* **Requirement**:
Please retype the records below exactly, leaving out any pictures.

[Stored data entries]
__________

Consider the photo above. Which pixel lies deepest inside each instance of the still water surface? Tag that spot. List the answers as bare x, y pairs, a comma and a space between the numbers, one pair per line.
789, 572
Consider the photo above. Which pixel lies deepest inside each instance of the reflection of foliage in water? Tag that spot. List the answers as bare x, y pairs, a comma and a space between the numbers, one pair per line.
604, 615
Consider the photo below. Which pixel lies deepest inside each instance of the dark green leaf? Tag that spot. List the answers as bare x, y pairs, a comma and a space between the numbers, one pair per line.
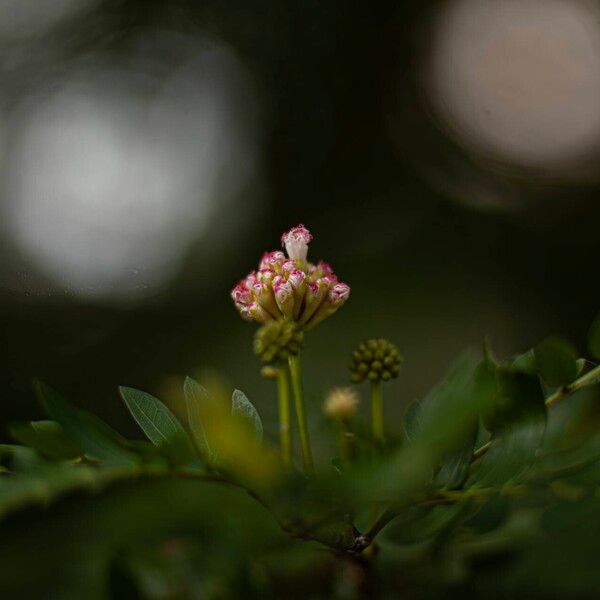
158, 423
490, 515
520, 431
594, 337
242, 408
411, 422
451, 411
556, 361
455, 467
196, 398
525, 363
47, 437
83, 429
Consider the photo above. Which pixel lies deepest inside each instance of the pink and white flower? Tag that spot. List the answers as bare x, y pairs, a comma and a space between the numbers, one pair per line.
290, 287
296, 242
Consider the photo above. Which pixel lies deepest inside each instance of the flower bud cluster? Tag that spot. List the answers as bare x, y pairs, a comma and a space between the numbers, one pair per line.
290, 288
278, 340
341, 404
376, 360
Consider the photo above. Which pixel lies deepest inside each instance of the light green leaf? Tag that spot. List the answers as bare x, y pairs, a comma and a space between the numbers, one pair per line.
411, 421
455, 467
520, 431
556, 361
47, 437
242, 407
83, 429
158, 423
594, 337
196, 398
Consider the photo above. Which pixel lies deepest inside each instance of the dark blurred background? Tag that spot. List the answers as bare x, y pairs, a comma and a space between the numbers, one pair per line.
444, 154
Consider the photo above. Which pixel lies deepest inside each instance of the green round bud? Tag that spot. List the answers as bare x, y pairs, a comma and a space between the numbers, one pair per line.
269, 372
375, 360
276, 341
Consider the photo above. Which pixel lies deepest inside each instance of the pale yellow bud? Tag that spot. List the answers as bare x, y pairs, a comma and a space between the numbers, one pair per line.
341, 403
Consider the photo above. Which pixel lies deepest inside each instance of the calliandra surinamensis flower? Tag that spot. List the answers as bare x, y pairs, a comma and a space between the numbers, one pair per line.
290, 288
341, 404
376, 360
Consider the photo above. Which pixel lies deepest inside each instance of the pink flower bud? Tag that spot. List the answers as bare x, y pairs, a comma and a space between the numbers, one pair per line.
257, 313
315, 295
284, 297
296, 277
296, 242
265, 275
339, 293
288, 265
240, 294
321, 269
271, 259
263, 293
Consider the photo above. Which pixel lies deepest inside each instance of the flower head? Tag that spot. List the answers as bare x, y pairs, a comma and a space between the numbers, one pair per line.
296, 242
341, 404
290, 288
376, 360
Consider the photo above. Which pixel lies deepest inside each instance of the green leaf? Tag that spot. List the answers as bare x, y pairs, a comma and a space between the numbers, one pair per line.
490, 515
451, 410
196, 398
520, 433
556, 361
83, 429
411, 422
594, 337
242, 407
455, 467
525, 363
154, 418
47, 437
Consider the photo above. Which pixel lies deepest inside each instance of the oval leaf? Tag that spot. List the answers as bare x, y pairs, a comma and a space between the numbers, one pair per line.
594, 337
84, 430
196, 399
242, 407
155, 419
556, 361
47, 437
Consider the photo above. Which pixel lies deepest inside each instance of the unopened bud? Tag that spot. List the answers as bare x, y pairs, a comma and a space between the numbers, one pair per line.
341, 404
277, 340
375, 360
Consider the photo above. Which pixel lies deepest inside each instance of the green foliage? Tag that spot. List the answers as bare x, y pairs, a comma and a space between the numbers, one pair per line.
556, 361
242, 408
594, 337
95, 438
210, 503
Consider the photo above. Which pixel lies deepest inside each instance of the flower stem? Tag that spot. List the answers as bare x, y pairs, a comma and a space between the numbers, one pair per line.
296, 373
377, 412
345, 442
285, 428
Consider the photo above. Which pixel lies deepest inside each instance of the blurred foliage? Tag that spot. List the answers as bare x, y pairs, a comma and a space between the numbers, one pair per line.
486, 491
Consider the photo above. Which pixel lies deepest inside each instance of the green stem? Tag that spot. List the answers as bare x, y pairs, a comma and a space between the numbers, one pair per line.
344, 442
589, 378
377, 412
285, 428
296, 372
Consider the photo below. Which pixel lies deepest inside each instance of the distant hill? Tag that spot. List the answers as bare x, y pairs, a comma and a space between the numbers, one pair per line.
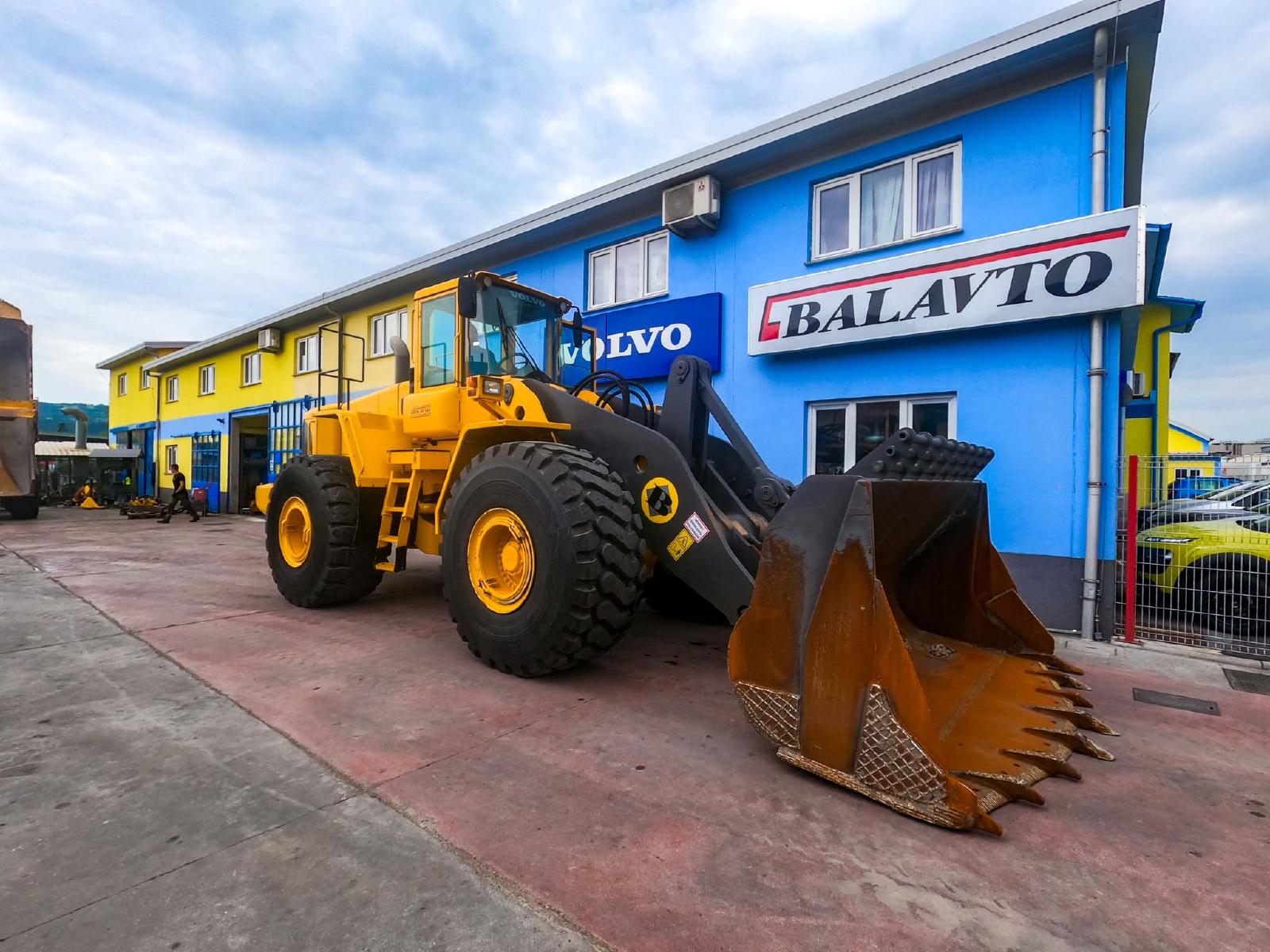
55, 423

__________

* **Output for this task**:
Consider the photo above. Which pixel lies deepest inside each instance of the still water surface? Tag that spot. List the answers as bare x, y pairs, a comma and a space between the numbers, one pair per line.
789, 572
Consider the photo above. Which pixel lies deepest inside each instance of the reflection of foliage in water? Tag that spot. List the answers as bare x, y pairs, a comma and a space between the numbers, one pair per line.
604, 615
Consider the photo below. Which pixel lies deepest inside each instance of the dark green leaf? Tag that spot. List the answers as bare x, y pairs, a comma and a space between the numbers, one pair per line.
158, 423
490, 515
520, 431
594, 337
242, 408
411, 422
451, 411
556, 361
455, 467
196, 398
525, 363
47, 437
83, 429
Consider the photo above. Which pixel lies deepest inside each instance of the pink and white flower? Tag that spot. List the answers as bare x, y pairs, a comma and a space between the numbers, one pair per line.
290, 287
296, 242
Consider the photo above. Which pixel lies deepest inside each instance of the flower bud cluster? Tag that spot. List the answers as bare x, y pairs, a comma and a space between the numbers, one pair per line.
290, 288
278, 340
341, 404
376, 360
Consider the photo above. Which pixel lies deepest inside each instance of the light green leaf? Tag that spot. List the answers as bare x, y pairs, a comma and a space between the numbers, one pair per line.
411, 421
455, 467
520, 431
556, 361
47, 437
242, 407
83, 429
158, 423
594, 337
196, 398
Consider the photo above. Which pixel lies deepest inside each instance of the dark blurred background? Tag that spot. List the answers as bare x, y pairs, a comma and a space between the numbers, one pair per line.
444, 154
Consider the photo above. Which pixel lies deepest inside each instance of the green round bud? Tag that spot. List the answers as bare x, y pairs, a comma and a space between the numbers, one pair per line.
269, 372
375, 360
276, 341
Consider the photo above. Which pixel lies deepest inside each instance of the pale yellow bud? Tag that spot. List the answers as bare x, y pairs, a comma and a space between the numbers, one pair per line.
341, 403
Consider the photo above. Which pixel lies deepest inside each instance of the calliandra surinamensis flower? Tag that spot. List the answers as bare x, y pairs, a comma and a space between the numbers, one pair per line.
290, 288
341, 404
376, 360
Consider the photo above. Which pixel lies deepest inside each instance of the pink flower bud? Tag that spot. List the answers as bare x, y pairs, a comma and a space between the numbers, one pair per line.
257, 313
315, 295
284, 297
296, 277
296, 242
265, 275
339, 293
288, 265
240, 294
321, 269
271, 259
263, 293
Consider the photo above. Which pixel lies deepest inside each instance of the flower head? Tag that spot. List the answers as bare x, y pairs, a comma and a space between the numbers, one pair per line.
296, 242
341, 404
290, 288
376, 360
Consider the photo above. Which pixel lies deepest inside each instance of the green leaf? Tag that spot. List the answers as bare x, y pairs, a comma and a space between the numbers, one pair per line.
490, 515
451, 410
196, 398
520, 433
556, 361
83, 429
411, 422
594, 337
242, 407
455, 467
525, 363
154, 418
47, 437
Consider the photo above. Which pixel lies deepest inside each instance of the oval leaf? Tag that spot. List the answers as bare x, y pairs, a comma and a space between the numbers, one pair per line.
594, 337
84, 430
196, 399
242, 407
155, 419
556, 361
47, 437
Consider the photo above. Which pixel lies deepest inside each instance of the unopened bud? Tag that spot. List the answers as bare x, y pairs, a comma and a space between the numbers, one pair per line.
341, 404
277, 340
375, 360
Consider the photo above. Which pixel lies deepest inside each instance of the green foliage? Tag that spot. List the answers as bare x, y pairs, a comma and a space between the numbers, one pair per line.
556, 361
242, 408
594, 337
95, 438
210, 503
Consider the photo above. Which pixel lies deepest inside each instance of the flower stem? Tag that spot. List the answers as bare x, y pairs, a comma and a space between the numbers, one pair per line.
296, 373
377, 412
345, 442
285, 428
Consider the photo above. Which pixel lies deepest inside each instance of the blurred foliage? Tag that spot. List the answers as bare x, y pairs, a comma and a space between the numbers, one pair per line.
486, 491
Consider the photo above. Which pixel lies deepest inside each instance of the green stem? Tag that spot. List the answers as bare x, y pairs, a comma and a space between the numbers, one pair per line.
344, 442
589, 378
377, 412
285, 428
296, 372
Consider the photo below. Which pixel lies deepest inside each instance of the distant hill? Tag that spot. List the answers as bare x, y pairs, a comma and a space between the numbers, one pair per line.
55, 423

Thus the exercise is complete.